**Task objective:** Provide the material again, with every line intact and exact.

**Provided information:**
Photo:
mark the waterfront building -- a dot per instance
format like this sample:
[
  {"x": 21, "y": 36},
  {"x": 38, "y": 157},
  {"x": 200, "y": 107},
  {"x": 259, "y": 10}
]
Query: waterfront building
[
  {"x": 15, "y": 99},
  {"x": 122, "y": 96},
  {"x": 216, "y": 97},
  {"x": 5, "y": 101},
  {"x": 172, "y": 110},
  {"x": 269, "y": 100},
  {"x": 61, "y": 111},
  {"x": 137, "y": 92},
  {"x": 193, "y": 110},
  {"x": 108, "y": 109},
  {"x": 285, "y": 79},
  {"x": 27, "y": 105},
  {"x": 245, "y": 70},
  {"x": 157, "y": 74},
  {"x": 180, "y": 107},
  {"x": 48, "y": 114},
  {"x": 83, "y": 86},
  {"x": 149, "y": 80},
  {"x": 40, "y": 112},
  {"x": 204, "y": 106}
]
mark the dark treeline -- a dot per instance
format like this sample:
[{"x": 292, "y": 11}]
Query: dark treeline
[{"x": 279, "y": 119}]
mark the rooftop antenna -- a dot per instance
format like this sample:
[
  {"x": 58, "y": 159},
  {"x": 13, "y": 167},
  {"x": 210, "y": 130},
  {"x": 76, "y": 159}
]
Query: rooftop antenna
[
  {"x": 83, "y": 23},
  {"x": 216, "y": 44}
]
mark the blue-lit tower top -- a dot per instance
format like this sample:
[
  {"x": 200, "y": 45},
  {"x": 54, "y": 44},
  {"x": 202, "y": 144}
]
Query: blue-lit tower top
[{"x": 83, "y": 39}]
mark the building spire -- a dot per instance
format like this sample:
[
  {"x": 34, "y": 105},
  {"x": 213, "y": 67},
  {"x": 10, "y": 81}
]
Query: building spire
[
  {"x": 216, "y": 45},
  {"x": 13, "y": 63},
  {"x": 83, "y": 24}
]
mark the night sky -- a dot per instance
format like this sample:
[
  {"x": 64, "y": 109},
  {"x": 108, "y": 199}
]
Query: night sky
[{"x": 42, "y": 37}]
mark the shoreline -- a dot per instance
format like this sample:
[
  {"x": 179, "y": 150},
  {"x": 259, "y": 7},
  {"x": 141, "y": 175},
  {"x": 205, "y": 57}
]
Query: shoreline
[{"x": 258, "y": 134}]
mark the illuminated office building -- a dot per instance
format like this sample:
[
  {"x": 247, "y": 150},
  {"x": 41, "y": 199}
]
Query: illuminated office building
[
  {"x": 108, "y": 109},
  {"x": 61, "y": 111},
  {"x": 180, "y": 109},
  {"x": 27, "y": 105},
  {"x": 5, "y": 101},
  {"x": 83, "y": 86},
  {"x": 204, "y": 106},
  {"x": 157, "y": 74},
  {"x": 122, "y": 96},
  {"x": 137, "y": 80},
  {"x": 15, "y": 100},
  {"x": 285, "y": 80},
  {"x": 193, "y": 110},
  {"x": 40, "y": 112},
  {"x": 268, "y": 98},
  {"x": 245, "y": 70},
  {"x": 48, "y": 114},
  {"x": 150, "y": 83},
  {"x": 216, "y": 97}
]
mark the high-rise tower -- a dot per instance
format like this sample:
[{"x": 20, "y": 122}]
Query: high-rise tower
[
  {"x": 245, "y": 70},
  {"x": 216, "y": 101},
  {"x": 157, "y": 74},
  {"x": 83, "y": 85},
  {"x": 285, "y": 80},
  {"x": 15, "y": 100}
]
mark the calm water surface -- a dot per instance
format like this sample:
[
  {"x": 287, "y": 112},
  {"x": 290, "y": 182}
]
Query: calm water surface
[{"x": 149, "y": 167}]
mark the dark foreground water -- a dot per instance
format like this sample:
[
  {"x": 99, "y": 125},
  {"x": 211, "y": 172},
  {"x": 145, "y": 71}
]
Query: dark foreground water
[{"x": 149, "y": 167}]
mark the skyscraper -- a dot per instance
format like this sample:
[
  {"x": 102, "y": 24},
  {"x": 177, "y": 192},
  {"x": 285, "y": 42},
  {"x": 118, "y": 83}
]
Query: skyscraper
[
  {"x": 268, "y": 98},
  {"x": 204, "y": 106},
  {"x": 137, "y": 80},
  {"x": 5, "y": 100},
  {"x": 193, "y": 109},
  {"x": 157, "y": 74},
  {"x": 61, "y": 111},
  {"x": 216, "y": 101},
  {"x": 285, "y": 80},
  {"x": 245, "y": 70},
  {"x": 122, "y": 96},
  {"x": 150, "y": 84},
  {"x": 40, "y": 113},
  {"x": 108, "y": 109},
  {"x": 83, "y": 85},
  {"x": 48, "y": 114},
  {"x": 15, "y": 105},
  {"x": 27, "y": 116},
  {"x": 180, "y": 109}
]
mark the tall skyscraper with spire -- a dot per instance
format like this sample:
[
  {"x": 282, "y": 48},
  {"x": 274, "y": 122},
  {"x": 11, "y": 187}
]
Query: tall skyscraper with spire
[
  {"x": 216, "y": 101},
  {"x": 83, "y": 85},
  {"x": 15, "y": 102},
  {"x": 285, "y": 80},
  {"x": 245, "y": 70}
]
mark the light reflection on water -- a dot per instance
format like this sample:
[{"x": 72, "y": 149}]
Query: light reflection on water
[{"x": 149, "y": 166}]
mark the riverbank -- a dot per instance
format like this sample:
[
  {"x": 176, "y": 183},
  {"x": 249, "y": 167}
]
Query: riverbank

**Response box:**
Photo:
mark the waterfront building -- a dot per instance
format like this sample:
[
  {"x": 21, "y": 36},
  {"x": 38, "y": 157},
  {"x": 200, "y": 107},
  {"x": 259, "y": 10}
]
Query: waterfront building
[
  {"x": 15, "y": 99},
  {"x": 122, "y": 96},
  {"x": 216, "y": 97},
  {"x": 5, "y": 101},
  {"x": 172, "y": 110},
  {"x": 269, "y": 100},
  {"x": 61, "y": 111},
  {"x": 137, "y": 92},
  {"x": 193, "y": 110},
  {"x": 108, "y": 109},
  {"x": 285, "y": 79},
  {"x": 27, "y": 105},
  {"x": 245, "y": 70},
  {"x": 157, "y": 74},
  {"x": 180, "y": 107},
  {"x": 48, "y": 114},
  {"x": 83, "y": 86},
  {"x": 149, "y": 80},
  {"x": 40, "y": 112},
  {"x": 204, "y": 106}
]
mark the dark treeline -- a dot per instance
format like this sample:
[{"x": 292, "y": 11}]
Query: dark treeline
[{"x": 279, "y": 119}]
mark the rooftop antenna -- a dot per instance
format like this sample:
[
  {"x": 58, "y": 159},
  {"x": 13, "y": 167},
  {"x": 210, "y": 130},
  {"x": 76, "y": 159}
]
Query: rooftop antenna
[
  {"x": 83, "y": 23},
  {"x": 216, "y": 44}
]
mark the blue-lit tower top -- a dot per instance
format like this sample:
[
  {"x": 200, "y": 45},
  {"x": 54, "y": 44},
  {"x": 202, "y": 144}
]
Query: blue-lit tower top
[{"x": 83, "y": 39}]
mark the building spire -- a dot per instance
format like this sample:
[
  {"x": 34, "y": 105},
  {"x": 213, "y": 67},
  {"x": 10, "y": 81}
]
Query: building spire
[
  {"x": 216, "y": 45},
  {"x": 13, "y": 63},
  {"x": 83, "y": 24}
]
mark the night sky -- a dot per instance
format like this sample:
[
  {"x": 64, "y": 109},
  {"x": 108, "y": 199}
]
Query: night sky
[{"x": 42, "y": 37}]
mark the shoreline -- a dot per instance
format like this sample:
[
  {"x": 179, "y": 150},
  {"x": 259, "y": 7},
  {"x": 141, "y": 175},
  {"x": 205, "y": 57}
]
Query: shoreline
[{"x": 258, "y": 134}]
mark the illuminated office building -- a dot per instance
format like this sample:
[
  {"x": 247, "y": 150},
  {"x": 41, "y": 199}
]
Query: illuminated office building
[
  {"x": 108, "y": 109},
  {"x": 61, "y": 111},
  {"x": 180, "y": 109},
  {"x": 27, "y": 105},
  {"x": 5, "y": 101},
  {"x": 83, "y": 86},
  {"x": 204, "y": 106},
  {"x": 157, "y": 74},
  {"x": 122, "y": 96},
  {"x": 137, "y": 80},
  {"x": 15, "y": 100},
  {"x": 285, "y": 80},
  {"x": 193, "y": 110},
  {"x": 40, "y": 112},
  {"x": 268, "y": 98},
  {"x": 245, "y": 70},
  {"x": 48, "y": 114},
  {"x": 150, "y": 83},
  {"x": 216, "y": 97}
]
mark the high-rise tower -- a dot per instance
format like this sample:
[{"x": 20, "y": 122}]
Query: high-rise tower
[
  {"x": 245, "y": 70},
  {"x": 216, "y": 101},
  {"x": 157, "y": 74},
  {"x": 83, "y": 85},
  {"x": 285, "y": 80},
  {"x": 15, "y": 100}
]
mark the calm water surface -- a dot per instance
format like this sample:
[
  {"x": 287, "y": 112},
  {"x": 290, "y": 182}
]
Query: calm water surface
[{"x": 149, "y": 167}]
mark the dark foreground water -- a dot per instance
format like this sample:
[
  {"x": 99, "y": 125},
  {"x": 211, "y": 172},
  {"x": 145, "y": 71}
]
Query: dark foreground water
[{"x": 149, "y": 167}]
mark the skyscraper -- a dot per instance
format like this sample:
[
  {"x": 102, "y": 24},
  {"x": 177, "y": 192},
  {"x": 285, "y": 42},
  {"x": 118, "y": 83}
]
Query: skyscraper
[
  {"x": 268, "y": 98},
  {"x": 204, "y": 106},
  {"x": 137, "y": 80},
  {"x": 5, "y": 100},
  {"x": 193, "y": 109},
  {"x": 157, "y": 74},
  {"x": 61, "y": 111},
  {"x": 216, "y": 101},
  {"x": 285, "y": 80},
  {"x": 245, "y": 70},
  {"x": 122, "y": 96},
  {"x": 150, "y": 84},
  {"x": 40, "y": 113},
  {"x": 108, "y": 109},
  {"x": 83, "y": 85},
  {"x": 48, "y": 114},
  {"x": 15, "y": 105},
  {"x": 27, "y": 116},
  {"x": 180, "y": 109}
]
mark the tall skyscraper with spire -- a dot per instance
format like this sample:
[
  {"x": 282, "y": 48},
  {"x": 274, "y": 122},
  {"x": 11, "y": 187}
]
Query: tall skyscraper with spire
[
  {"x": 216, "y": 101},
  {"x": 83, "y": 85},
  {"x": 15, "y": 102},
  {"x": 285, "y": 80},
  {"x": 245, "y": 70}
]
mark the light reflection on water -- a dot per instance
format like this sample:
[{"x": 72, "y": 149}]
Query: light reflection on water
[{"x": 149, "y": 166}]
mark the riverbank -- a dot per instance
format like this sample:
[
  {"x": 176, "y": 183},
  {"x": 249, "y": 167}
]
Query: riverbank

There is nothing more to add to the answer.